> **Reading passage**:
----

Zeolite adsorbents containing strontium

Abstract

The present invention relates to zeolite adsorbents based on agglomerated crystals of zeolite(s) comprising barium and strontium These adsorbents have applications in the separation of fractions of aromatic C8 isomers and in particular xylene.

Claims

1. An adsorbent comprising an agglomeration of zeolite crystals, the adsorbent comprising: crystals of FAU zeolite(s), with an Si/AI molar ratio of between 1.00 and 1.50, limits included; a weight content of barium ions (Ba.sup.2+), expressed by weight of barium oxide (BaO), greater than 30%, relative to the total weight of the adsorbent; and a weight content of strontium ions (Sr.sup.2+), expressed by weight of strontium oxide (SrO), greater than 0.1% and less than 3%, relative to the total weight of the adsorbent.

----

> **Excerpted data**:
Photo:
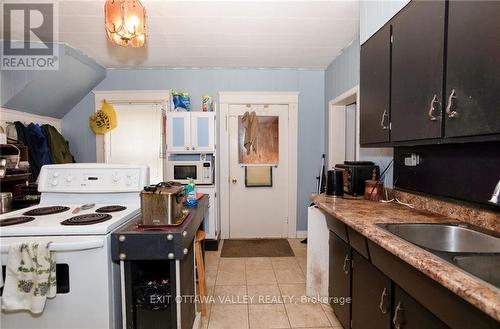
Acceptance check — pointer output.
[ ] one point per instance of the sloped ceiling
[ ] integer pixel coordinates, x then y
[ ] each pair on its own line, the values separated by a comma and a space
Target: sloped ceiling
53, 92
240, 34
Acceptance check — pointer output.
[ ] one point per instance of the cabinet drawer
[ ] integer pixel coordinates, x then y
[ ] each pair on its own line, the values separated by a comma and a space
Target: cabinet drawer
358, 242
337, 227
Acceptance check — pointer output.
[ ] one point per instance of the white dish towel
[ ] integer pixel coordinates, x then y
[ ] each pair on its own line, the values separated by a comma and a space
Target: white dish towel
30, 277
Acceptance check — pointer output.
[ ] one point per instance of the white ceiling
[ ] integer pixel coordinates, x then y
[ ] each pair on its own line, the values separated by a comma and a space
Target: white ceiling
256, 34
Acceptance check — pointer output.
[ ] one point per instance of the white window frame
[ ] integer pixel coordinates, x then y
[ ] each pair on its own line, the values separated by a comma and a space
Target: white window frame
132, 97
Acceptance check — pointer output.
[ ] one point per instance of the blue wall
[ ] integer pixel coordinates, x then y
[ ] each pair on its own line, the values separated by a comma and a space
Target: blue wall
309, 83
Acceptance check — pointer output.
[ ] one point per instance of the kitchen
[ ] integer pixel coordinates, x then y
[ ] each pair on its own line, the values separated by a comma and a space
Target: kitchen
319, 164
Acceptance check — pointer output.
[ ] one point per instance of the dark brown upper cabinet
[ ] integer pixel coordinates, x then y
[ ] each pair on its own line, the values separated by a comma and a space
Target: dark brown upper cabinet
375, 88
473, 69
417, 71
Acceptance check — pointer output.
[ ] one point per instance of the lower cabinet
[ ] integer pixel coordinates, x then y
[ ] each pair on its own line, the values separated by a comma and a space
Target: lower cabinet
409, 314
376, 301
340, 278
371, 296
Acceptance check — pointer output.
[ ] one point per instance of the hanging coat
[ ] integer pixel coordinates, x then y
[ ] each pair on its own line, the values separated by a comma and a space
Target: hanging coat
59, 147
38, 148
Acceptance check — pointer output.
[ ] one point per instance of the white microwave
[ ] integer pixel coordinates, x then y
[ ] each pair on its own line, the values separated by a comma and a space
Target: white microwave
202, 172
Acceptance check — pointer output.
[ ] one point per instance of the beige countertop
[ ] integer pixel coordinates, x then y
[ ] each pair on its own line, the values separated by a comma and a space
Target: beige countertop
363, 215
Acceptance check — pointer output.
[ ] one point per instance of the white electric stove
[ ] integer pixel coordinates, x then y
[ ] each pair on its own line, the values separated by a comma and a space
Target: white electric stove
88, 281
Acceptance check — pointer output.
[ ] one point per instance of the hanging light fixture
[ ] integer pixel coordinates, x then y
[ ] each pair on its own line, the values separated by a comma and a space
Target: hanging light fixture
125, 22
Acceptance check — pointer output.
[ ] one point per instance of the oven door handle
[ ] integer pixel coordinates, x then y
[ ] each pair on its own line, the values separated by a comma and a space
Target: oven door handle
67, 246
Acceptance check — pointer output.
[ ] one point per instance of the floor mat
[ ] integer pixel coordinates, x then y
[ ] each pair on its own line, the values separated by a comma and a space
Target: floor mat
257, 248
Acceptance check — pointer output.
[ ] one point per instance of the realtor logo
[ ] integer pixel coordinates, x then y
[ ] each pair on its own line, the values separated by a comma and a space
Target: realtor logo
29, 31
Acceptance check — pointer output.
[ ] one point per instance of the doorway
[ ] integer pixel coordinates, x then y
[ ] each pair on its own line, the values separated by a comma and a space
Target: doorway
264, 211
258, 211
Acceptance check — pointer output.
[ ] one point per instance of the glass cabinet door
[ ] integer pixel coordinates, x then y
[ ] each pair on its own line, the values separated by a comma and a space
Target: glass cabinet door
178, 132
203, 131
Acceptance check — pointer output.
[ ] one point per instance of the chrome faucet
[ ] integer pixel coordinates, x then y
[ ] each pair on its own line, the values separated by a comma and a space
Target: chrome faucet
496, 194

----

> **Instructions**:
**A.** In one to three sentences, explain what the zeolite adsorbent text says these adsorbents are used for.
**B.** Print the zeolite adsorbent text from "1. An adsorbent" up to and including "of the adsorbent.".
The records come from a separate source.

> **Solved tasks**:
**A.** The adsorbents, made of agglomerated zeolite crystals containing barium and strontium, are used to separate fractions of aromatic C8 isomers, in particular xylene.

**B.**
1. An adsorbent comprising an agglomeration of zeolite crystals, the adsorbent comprising: crystals of FAU zeolite(s), with an Si/AI molar ratio of between 1.00 and 1.50, limits included; a weight content of barium ions (Ba.sup.2+), expressed by weight of barium oxide (BaO), greater than 30%, relative to the total weight of the adsorbent; and a weight content of strontium ions (Sr.sup.2+), expressed by weight of strontium oxide (SrO), greater than 0.1% and less than 3%, relative to the total weight of the adsorbent.